§ **What you need to do**: Carry on the text on agent-driven workflow processing from its final line.

Agent-Driven Processing

The workflow broadcasts the same DAQ messages (run_imminent, start_run, stf_gen, end_run). The difference is in how agents respond:

Standard STF Processing:

  • processing_agent processes complete STF files
  • Creates PanDA tasks for full reconstruction

Fast Processing:

  • fastmon_agent samples STF files, creates TF samples
  • fast_processing_agent creates slices from TF samples
  • Workers process slices for near real-time shifter monitoring

Performance Metrics

With default parameters:

  • STF rate: 0.5 Hz → 1 STF sample every 2 seconds
  • Slices created: 15/sample × 0.5 Hz = 7.5 slices/sec
  • Processing capacity: 30 workers ÷ 30 sec/slice = 1 slice/sec per worker
  • Total capacity: 30 workers = real-time processing at 0.5 Hz

Database Integration

During execution, the workflow populates:

  • RunState: phase, worker counts, slice statistics
  • TFSlice: individual slice tracking with status
  • Worker: worker lifecycle and performance
  • SystemStateEvent: complete event history for replay

Workflow Management Framework

Database Models

class WorkflowDefinition(models.Model):
    workflow_name = models.CharField(max_length=200)
    version = models.CharField(max_length=50)
    workflow_type = models.CharField(max_length=100)  # e.g. "fast_processing", "stf_processing", "custom"
    definition = models.TextField(max_length=5000)  # Python code content
    parameter_values = models.JSONField()  # Default parameter values and schema
    created_by = models.CharField(max_length=100)
    created_at = models.DateTimeField(auto_now_add=True)
    updated_at = models.DateTimeField(auto_now=True)

    class Meta:
        unique_together = ('workflow_name', 'version')

class WorkflowExecution(models.Model):
    execution_id = models.CharField(primary_key=True, max_length=100)  # e.g. "stf_processing-wenauseic-0001"
    workflow_definition = models.ForeignKey(WorkflowDefinition, on_delete=CASCADE)
    parameter_values = models.JSONField()  # Actual values used for this execution
    performance_metrics = models.JSONField(null=True)

§ **Rows from a pointing dataset**:

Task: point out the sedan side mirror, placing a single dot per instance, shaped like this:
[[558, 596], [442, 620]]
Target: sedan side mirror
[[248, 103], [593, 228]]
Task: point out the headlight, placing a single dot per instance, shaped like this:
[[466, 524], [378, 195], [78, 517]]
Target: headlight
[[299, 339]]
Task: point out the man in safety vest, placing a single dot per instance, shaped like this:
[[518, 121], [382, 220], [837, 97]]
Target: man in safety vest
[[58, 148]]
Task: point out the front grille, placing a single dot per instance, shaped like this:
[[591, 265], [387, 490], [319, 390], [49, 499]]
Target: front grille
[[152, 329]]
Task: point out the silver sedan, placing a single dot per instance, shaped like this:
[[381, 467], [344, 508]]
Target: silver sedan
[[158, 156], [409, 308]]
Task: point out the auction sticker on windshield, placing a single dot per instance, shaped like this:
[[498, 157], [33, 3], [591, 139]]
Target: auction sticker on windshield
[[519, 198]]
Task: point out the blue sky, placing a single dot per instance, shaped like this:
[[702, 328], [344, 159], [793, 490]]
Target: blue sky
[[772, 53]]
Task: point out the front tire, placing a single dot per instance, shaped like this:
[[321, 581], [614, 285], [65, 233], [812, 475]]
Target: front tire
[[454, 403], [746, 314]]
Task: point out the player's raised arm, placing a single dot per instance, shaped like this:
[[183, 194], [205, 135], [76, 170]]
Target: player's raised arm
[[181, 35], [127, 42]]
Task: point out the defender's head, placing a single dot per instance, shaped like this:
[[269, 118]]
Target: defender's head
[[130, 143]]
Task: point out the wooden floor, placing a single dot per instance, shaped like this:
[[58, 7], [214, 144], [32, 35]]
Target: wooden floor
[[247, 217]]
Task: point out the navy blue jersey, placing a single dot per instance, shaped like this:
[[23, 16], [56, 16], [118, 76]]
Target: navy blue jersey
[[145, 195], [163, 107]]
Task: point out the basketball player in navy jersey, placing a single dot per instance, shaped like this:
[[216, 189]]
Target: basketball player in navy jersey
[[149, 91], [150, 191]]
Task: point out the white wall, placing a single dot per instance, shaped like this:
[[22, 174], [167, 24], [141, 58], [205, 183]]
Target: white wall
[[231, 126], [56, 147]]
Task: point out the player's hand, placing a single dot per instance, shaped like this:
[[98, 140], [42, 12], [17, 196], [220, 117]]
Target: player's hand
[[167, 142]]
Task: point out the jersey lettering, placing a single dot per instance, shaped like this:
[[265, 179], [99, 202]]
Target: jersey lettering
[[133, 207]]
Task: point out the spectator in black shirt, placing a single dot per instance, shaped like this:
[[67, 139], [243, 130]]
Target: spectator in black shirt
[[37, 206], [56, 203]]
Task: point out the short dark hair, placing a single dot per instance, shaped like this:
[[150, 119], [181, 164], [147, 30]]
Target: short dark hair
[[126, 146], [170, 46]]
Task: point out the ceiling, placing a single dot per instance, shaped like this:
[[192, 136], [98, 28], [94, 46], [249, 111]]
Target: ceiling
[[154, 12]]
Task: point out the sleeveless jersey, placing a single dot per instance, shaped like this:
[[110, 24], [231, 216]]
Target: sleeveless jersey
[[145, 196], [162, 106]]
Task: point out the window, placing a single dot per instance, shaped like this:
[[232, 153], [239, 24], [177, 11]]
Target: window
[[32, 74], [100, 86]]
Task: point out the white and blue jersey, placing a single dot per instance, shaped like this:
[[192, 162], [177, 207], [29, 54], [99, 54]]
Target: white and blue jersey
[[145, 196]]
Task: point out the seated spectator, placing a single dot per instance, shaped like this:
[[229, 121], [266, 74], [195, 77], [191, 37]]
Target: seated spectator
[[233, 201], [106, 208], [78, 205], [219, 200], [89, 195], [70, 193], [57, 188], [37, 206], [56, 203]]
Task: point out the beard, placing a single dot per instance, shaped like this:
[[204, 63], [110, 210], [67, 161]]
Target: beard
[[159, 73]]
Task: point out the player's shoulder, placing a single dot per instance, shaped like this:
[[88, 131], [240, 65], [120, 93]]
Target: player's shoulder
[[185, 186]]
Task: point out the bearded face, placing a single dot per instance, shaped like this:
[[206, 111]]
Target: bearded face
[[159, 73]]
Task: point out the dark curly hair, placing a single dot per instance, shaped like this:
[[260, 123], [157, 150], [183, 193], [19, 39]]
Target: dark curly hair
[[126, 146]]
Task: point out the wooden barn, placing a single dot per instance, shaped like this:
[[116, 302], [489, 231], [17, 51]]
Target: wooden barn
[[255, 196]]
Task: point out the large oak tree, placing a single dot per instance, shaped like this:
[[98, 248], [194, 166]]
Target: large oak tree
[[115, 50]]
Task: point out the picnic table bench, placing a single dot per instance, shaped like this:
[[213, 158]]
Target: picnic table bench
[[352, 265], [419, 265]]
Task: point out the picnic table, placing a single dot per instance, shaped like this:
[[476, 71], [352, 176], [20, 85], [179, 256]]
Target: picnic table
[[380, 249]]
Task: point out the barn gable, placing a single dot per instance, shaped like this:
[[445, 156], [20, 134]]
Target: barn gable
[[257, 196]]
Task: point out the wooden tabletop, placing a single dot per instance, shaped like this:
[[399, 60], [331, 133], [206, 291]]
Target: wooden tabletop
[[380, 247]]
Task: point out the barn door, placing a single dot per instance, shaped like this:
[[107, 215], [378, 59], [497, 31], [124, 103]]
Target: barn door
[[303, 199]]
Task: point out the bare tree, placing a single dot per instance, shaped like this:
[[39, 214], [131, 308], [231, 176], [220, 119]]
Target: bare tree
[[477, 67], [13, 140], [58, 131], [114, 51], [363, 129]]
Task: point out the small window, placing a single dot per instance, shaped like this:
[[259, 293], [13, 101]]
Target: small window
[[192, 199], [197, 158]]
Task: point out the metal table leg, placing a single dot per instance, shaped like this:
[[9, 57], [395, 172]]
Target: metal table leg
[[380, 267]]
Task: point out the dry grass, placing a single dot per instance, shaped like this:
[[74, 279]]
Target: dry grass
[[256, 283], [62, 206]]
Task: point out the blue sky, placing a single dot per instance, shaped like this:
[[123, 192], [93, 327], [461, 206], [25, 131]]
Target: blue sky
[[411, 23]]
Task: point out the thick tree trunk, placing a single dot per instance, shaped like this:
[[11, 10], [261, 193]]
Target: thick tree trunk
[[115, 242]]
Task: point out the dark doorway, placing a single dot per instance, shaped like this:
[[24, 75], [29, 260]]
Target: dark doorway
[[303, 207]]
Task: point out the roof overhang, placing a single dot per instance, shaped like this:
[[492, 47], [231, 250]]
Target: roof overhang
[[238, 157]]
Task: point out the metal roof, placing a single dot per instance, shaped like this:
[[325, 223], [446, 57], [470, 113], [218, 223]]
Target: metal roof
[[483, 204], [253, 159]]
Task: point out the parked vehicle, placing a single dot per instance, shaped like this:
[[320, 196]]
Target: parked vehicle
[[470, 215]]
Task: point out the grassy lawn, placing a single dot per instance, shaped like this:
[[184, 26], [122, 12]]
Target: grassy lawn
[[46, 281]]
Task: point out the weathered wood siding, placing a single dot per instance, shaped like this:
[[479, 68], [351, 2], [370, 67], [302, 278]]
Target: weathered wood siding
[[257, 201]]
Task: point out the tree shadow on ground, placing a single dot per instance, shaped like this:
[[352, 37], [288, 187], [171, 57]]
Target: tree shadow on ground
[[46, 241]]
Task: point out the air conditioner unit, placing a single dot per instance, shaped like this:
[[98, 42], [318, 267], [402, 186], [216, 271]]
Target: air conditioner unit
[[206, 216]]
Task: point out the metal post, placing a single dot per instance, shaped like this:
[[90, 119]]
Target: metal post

§ **Response to this exercise**:
    execution_environment = models.JSONField(null=True)
    start_time = models.DateTimeField()
    end_time = models.DateTimeField(null=True)
    status = models.CharField(max_length=20)  # running, completed, failed
    executed_by = models.CharField(max_length=100)
    error_message = models.TextField(null=True)
    stack_trace = models.TextField(null=True)

Running Workflows

One-time CLI mode - run a single workflow and exit:

# Run workflow with count-based completion (preferred)
python workflows/workflow_runner.py --run-once stf_datataking --workflow-config fast_processing_default --stf-count 10

# Run in REAL-TIME mode (for testing with downstream agents)
python workflows/workflow_runner.py --run-once stf_datataking --workflow-config fast_processing_default --stf-count 5 --realtime

# Run with duration limit
python workflows/workflow_runner.py --run-once stf_datataking --workflow-config fast_processing_default --duration 120

# Override specific parameters
python workflows/workflow_runner.py --run-once stf_datataking \
    --workflow-config fast_processing_default \
    --stf-count 20 \
    --physics-period-count 2 \
    --stf-interval 1.5

Persistent agent mode - run as daemon, receive commands via ActiveMQ:

# Start persistent agent (listens on workflow_control queue)
python workflows/workflow_runner.py

# Send commands via CLI utility
python workflows/send_workflow_command.py run --workflow stf_datataking --stf-count 5 --no-realtime
python workflows/send_workflow_command.py stop --execution-id <exec_id>
python workflows/send_workflow_command.py status

# Or via MCP tools: start_workflow, stop_workflow, list_workflow_executions

Command Line Arguments:

  • workflow_name - Name of workflow Python file (e.g., stf_datataking)
  • --workflow-config - TOML configuration file name (with or without .toml extension)
  • --testbed-config - Path to testbed.toml (default: workflows/testbed.toml)
  • --stf-count - Generate exactly N STF files then complete (preferred over duration)
  • --duration - Maximum simulation duration in seconds (0 = run until workflow completes)
  • --realtime - Run in real-time mode (see Simulation Modes below)
  • --physics-period-count - Override physics period count
  • --physics-period-duration - Override physics period duration (seconds)
  • --stf-interval - Override STF generation interval (seconds)

Simulation Modes

The workflow simulator supports two execution modes:

Fast Simulation Mode (default)

  • SimPy discrete-event simulation runs as fast as possible
  • A 120-second workflow completes in ~2 seconds of wall-clock time
  • Useful for testing workflow logic and database integration
  • Messages are broadcast instantly without timing constraints

Real-Time Mode (--realtime)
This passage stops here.